### [Exercise details]
Please put the material below, everything from the line containing "Highlight awning over" down through the end, into a two-column CSV with the headers request and answer. Give one row per request, with each request's text and its answer in a single quoted field and line breaks replaced by spaces.

### [A series of records]
--------------------
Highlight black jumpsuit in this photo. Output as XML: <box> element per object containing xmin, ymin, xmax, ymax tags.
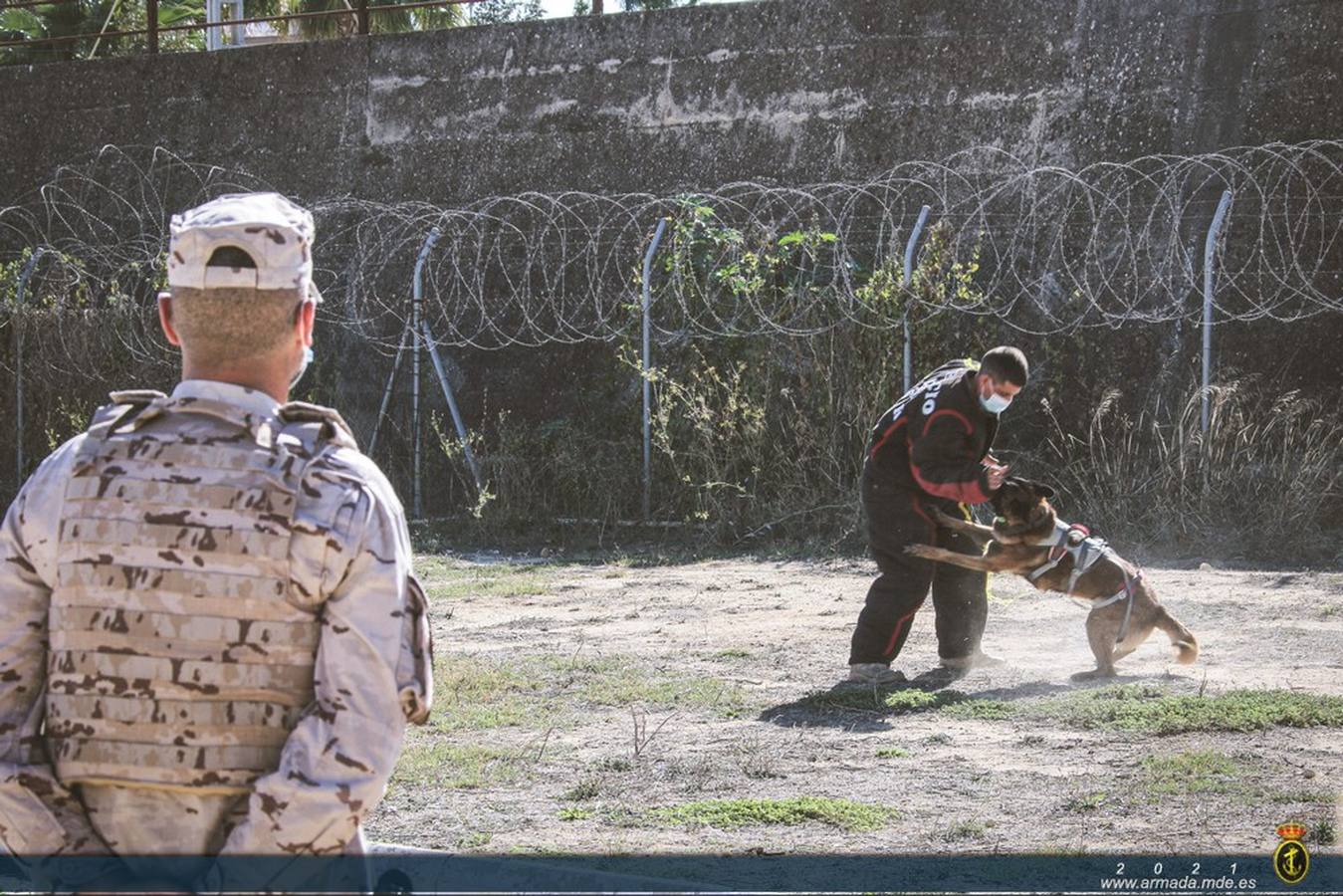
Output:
<box><xmin>849</xmin><ymin>360</ymin><xmax>998</xmax><ymax>664</ymax></box>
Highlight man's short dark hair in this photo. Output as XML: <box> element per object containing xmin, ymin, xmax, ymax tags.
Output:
<box><xmin>979</xmin><ymin>345</ymin><xmax>1030</xmax><ymax>388</ymax></box>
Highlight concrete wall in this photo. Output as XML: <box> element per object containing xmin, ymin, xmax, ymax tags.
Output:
<box><xmin>0</xmin><ymin>0</ymin><xmax>1343</xmax><ymax>204</ymax></box>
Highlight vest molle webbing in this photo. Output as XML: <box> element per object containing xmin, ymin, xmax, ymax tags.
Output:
<box><xmin>46</xmin><ymin>392</ymin><xmax>329</xmax><ymax>793</ymax></box>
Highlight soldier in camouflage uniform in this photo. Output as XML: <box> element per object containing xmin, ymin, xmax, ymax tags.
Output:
<box><xmin>0</xmin><ymin>193</ymin><xmax>431</xmax><ymax>883</ymax></box>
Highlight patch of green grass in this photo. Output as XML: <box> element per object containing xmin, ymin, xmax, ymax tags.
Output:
<box><xmin>1269</xmin><ymin>789</ymin><xmax>1334</xmax><ymax>803</ymax></box>
<box><xmin>560</xmin><ymin>808</ymin><xmax>596</xmax><ymax>820</ymax></box>
<box><xmin>877</xmin><ymin>747</ymin><xmax>913</xmax><ymax>759</ymax></box>
<box><xmin>799</xmin><ymin>685</ymin><xmax>1343</xmax><ymax>746</ymax></box>
<box><xmin>1063</xmin><ymin>789</ymin><xmax>1107</xmax><ymax>812</ymax></box>
<box><xmin>415</xmin><ymin>555</ymin><xmax>555</xmax><ymax>601</ymax></box>
<box><xmin>1022</xmin><ymin>685</ymin><xmax>1343</xmax><ymax>735</ymax></box>
<box><xmin>1139</xmin><ymin>750</ymin><xmax>1251</xmax><ymax>802</ymax></box>
<box><xmin>560</xmin><ymin>778</ymin><xmax>601</xmax><ymax>802</ymax></box>
<box><xmin>392</xmin><ymin>732</ymin><xmax>531</xmax><ymax>789</ymax></box>
<box><xmin>651</xmin><ymin>796</ymin><xmax>898</xmax><ymax>831</ymax></box>
<box><xmin>799</xmin><ymin>688</ymin><xmax>1012</xmax><ymax>719</ymax></box>
<box><xmin>457</xmin><ymin>830</ymin><xmax>494</xmax><ymax>849</ymax></box>
<box><xmin>942</xmin><ymin>820</ymin><xmax>994</xmax><ymax>842</ymax></box>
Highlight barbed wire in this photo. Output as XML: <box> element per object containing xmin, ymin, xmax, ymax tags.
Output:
<box><xmin>0</xmin><ymin>141</ymin><xmax>1343</xmax><ymax>357</ymax></box>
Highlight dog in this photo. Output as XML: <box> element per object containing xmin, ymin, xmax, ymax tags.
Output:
<box><xmin>905</xmin><ymin>477</ymin><xmax>1198</xmax><ymax>680</ymax></box>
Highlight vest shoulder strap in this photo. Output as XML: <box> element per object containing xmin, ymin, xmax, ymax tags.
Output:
<box><xmin>276</xmin><ymin>401</ymin><xmax>358</xmax><ymax>449</ymax></box>
<box><xmin>89</xmin><ymin>389</ymin><xmax>168</xmax><ymax>439</ymax></box>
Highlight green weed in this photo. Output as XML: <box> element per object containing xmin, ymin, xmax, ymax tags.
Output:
<box><xmin>651</xmin><ymin>796</ymin><xmax>898</xmax><ymax>831</ymax></box>
<box><xmin>877</xmin><ymin>747</ymin><xmax>913</xmax><ymax>759</ymax></box>
<box><xmin>1063</xmin><ymin>789</ymin><xmax>1107</xmax><ymax>812</ymax></box>
<box><xmin>1139</xmin><ymin>750</ymin><xmax>1249</xmax><ymax>802</ymax></box>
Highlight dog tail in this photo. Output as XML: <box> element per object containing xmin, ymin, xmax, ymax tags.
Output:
<box><xmin>1156</xmin><ymin>607</ymin><xmax>1198</xmax><ymax>666</ymax></box>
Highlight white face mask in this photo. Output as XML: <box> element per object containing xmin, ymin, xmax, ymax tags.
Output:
<box><xmin>979</xmin><ymin>392</ymin><xmax>1011</xmax><ymax>414</ymax></box>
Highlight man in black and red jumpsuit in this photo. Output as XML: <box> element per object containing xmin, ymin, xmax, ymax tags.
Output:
<box><xmin>849</xmin><ymin>346</ymin><xmax>1027</xmax><ymax>684</ymax></box>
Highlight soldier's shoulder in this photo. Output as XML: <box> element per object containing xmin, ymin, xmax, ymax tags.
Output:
<box><xmin>280</xmin><ymin>410</ymin><xmax>403</xmax><ymax>515</ymax></box>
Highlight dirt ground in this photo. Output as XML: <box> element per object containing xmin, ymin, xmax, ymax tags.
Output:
<box><xmin>369</xmin><ymin>555</ymin><xmax>1343</xmax><ymax>854</ymax></box>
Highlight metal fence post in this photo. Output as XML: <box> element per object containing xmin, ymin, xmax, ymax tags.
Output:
<box><xmin>1200</xmin><ymin>189</ymin><xmax>1231</xmax><ymax>434</ymax></box>
<box><xmin>13</xmin><ymin>246</ymin><xmax>47</xmax><ymax>489</ymax></box>
<box><xmin>901</xmin><ymin>205</ymin><xmax>928</xmax><ymax>393</ymax></box>
<box><xmin>411</xmin><ymin>227</ymin><xmax>440</xmax><ymax>520</ymax></box>
<box><xmin>420</xmin><ymin>323</ymin><xmax>485</xmax><ymax>499</ymax></box>
<box><xmin>642</xmin><ymin>218</ymin><xmax>667</xmax><ymax>523</ymax></box>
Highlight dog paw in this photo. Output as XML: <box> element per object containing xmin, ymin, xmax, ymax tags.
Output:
<box><xmin>932</xmin><ymin>508</ymin><xmax>965</xmax><ymax>528</ymax></box>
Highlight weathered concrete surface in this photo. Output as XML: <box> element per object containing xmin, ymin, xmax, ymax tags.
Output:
<box><xmin>0</xmin><ymin>0</ymin><xmax>1343</xmax><ymax>204</ymax></box>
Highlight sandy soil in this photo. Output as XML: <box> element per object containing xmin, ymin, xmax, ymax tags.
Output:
<box><xmin>369</xmin><ymin>557</ymin><xmax>1343</xmax><ymax>854</ymax></box>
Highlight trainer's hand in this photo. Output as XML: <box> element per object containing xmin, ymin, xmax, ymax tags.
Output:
<box><xmin>985</xmin><ymin>464</ymin><xmax>1011</xmax><ymax>492</ymax></box>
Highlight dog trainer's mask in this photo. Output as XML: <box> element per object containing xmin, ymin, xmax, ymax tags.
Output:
<box><xmin>993</xmin><ymin>476</ymin><xmax>1057</xmax><ymax>544</ymax></box>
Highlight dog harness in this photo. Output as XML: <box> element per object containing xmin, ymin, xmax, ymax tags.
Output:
<box><xmin>1026</xmin><ymin>519</ymin><xmax>1143</xmax><ymax>643</ymax></box>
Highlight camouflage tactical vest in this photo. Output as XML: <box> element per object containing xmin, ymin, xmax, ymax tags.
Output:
<box><xmin>46</xmin><ymin>392</ymin><xmax>353</xmax><ymax>793</ymax></box>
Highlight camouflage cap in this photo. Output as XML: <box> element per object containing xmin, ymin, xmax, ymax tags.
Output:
<box><xmin>168</xmin><ymin>193</ymin><xmax>323</xmax><ymax>303</ymax></box>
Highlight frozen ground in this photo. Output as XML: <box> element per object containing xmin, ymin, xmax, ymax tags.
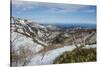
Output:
<box><xmin>27</xmin><ymin>44</ymin><xmax>96</xmax><ymax>65</ymax></box>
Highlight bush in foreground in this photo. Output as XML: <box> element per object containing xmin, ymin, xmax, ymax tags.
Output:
<box><xmin>53</xmin><ymin>48</ymin><xmax>96</xmax><ymax>64</ymax></box>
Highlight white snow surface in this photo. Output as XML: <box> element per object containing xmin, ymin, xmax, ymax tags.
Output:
<box><xmin>27</xmin><ymin>44</ymin><xmax>96</xmax><ymax>65</ymax></box>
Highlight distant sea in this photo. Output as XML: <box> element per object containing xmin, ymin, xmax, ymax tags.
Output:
<box><xmin>55</xmin><ymin>24</ymin><xmax>96</xmax><ymax>29</ymax></box>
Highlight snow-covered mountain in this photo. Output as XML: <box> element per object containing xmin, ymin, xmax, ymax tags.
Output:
<box><xmin>11</xmin><ymin>17</ymin><xmax>68</xmax><ymax>50</ymax></box>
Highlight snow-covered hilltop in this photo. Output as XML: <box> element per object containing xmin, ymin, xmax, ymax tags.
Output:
<box><xmin>11</xmin><ymin>17</ymin><xmax>96</xmax><ymax>66</ymax></box>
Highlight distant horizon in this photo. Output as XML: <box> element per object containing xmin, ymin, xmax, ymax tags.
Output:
<box><xmin>12</xmin><ymin>0</ymin><xmax>96</xmax><ymax>24</ymax></box>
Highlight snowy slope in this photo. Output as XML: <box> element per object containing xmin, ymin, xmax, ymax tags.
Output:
<box><xmin>27</xmin><ymin>44</ymin><xmax>96</xmax><ymax>65</ymax></box>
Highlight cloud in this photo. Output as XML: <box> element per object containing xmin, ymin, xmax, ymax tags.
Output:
<box><xmin>12</xmin><ymin>0</ymin><xmax>89</xmax><ymax>12</ymax></box>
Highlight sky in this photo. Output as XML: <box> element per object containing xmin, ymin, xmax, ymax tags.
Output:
<box><xmin>12</xmin><ymin>0</ymin><xmax>96</xmax><ymax>24</ymax></box>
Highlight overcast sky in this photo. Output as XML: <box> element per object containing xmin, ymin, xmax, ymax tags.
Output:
<box><xmin>12</xmin><ymin>1</ymin><xmax>96</xmax><ymax>24</ymax></box>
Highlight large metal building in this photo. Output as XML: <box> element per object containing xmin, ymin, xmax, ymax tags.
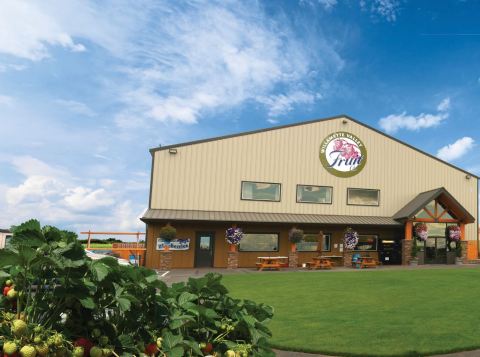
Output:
<box><xmin>142</xmin><ymin>115</ymin><xmax>478</xmax><ymax>269</ymax></box>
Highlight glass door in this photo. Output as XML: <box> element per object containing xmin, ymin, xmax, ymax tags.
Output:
<box><xmin>425</xmin><ymin>237</ymin><xmax>447</xmax><ymax>264</ymax></box>
<box><xmin>195</xmin><ymin>232</ymin><xmax>215</xmax><ymax>268</ymax></box>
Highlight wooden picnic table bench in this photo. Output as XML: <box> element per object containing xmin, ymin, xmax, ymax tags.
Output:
<box><xmin>307</xmin><ymin>257</ymin><xmax>333</xmax><ymax>269</ymax></box>
<box><xmin>357</xmin><ymin>257</ymin><xmax>377</xmax><ymax>269</ymax></box>
<box><xmin>255</xmin><ymin>257</ymin><xmax>288</xmax><ymax>271</ymax></box>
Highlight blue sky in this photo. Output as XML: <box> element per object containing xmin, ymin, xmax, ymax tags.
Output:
<box><xmin>0</xmin><ymin>0</ymin><xmax>480</xmax><ymax>231</ymax></box>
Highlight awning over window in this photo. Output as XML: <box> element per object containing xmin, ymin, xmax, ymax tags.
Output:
<box><xmin>141</xmin><ymin>209</ymin><xmax>402</xmax><ymax>226</ymax></box>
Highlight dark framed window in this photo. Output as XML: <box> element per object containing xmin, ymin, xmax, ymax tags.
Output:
<box><xmin>242</xmin><ymin>181</ymin><xmax>281</xmax><ymax>202</ymax></box>
<box><xmin>354</xmin><ymin>234</ymin><xmax>378</xmax><ymax>252</ymax></box>
<box><xmin>297</xmin><ymin>185</ymin><xmax>333</xmax><ymax>204</ymax></box>
<box><xmin>297</xmin><ymin>233</ymin><xmax>332</xmax><ymax>252</ymax></box>
<box><xmin>238</xmin><ymin>233</ymin><xmax>279</xmax><ymax>252</ymax></box>
<box><xmin>347</xmin><ymin>188</ymin><xmax>380</xmax><ymax>206</ymax></box>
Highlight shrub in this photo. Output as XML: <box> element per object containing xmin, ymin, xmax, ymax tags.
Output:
<box><xmin>0</xmin><ymin>220</ymin><xmax>273</xmax><ymax>357</ymax></box>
--------------------
### [Reply]
request,answer
"Highlight awning over window in this photo. Output as XML: <box> element per object containing xmin, ymin, xmax, ymax tags. Output:","<box><xmin>141</xmin><ymin>209</ymin><xmax>402</xmax><ymax>226</ymax></box>"
"Highlight dark framed window in this photo. Output as XML: <box> element per object containing xmin, ymin, xmax, ymax tags. Output:","<box><xmin>242</xmin><ymin>181</ymin><xmax>281</xmax><ymax>202</ymax></box> <box><xmin>354</xmin><ymin>234</ymin><xmax>378</xmax><ymax>252</ymax></box> <box><xmin>297</xmin><ymin>185</ymin><xmax>333</xmax><ymax>204</ymax></box> <box><xmin>297</xmin><ymin>233</ymin><xmax>332</xmax><ymax>252</ymax></box> <box><xmin>238</xmin><ymin>233</ymin><xmax>279</xmax><ymax>252</ymax></box> <box><xmin>347</xmin><ymin>188</ymin><xmax>380</xmax><ymax>206</ymax></box>"
"Highlight shrub in this photo. Output as XML: <box> element per object containing xmin, ymin, xmax, ymax tags. Output:","<box><xmin>0</xmin><ymin>220</ymin><xmax>273</xmax><ymax>357</ymax></box>"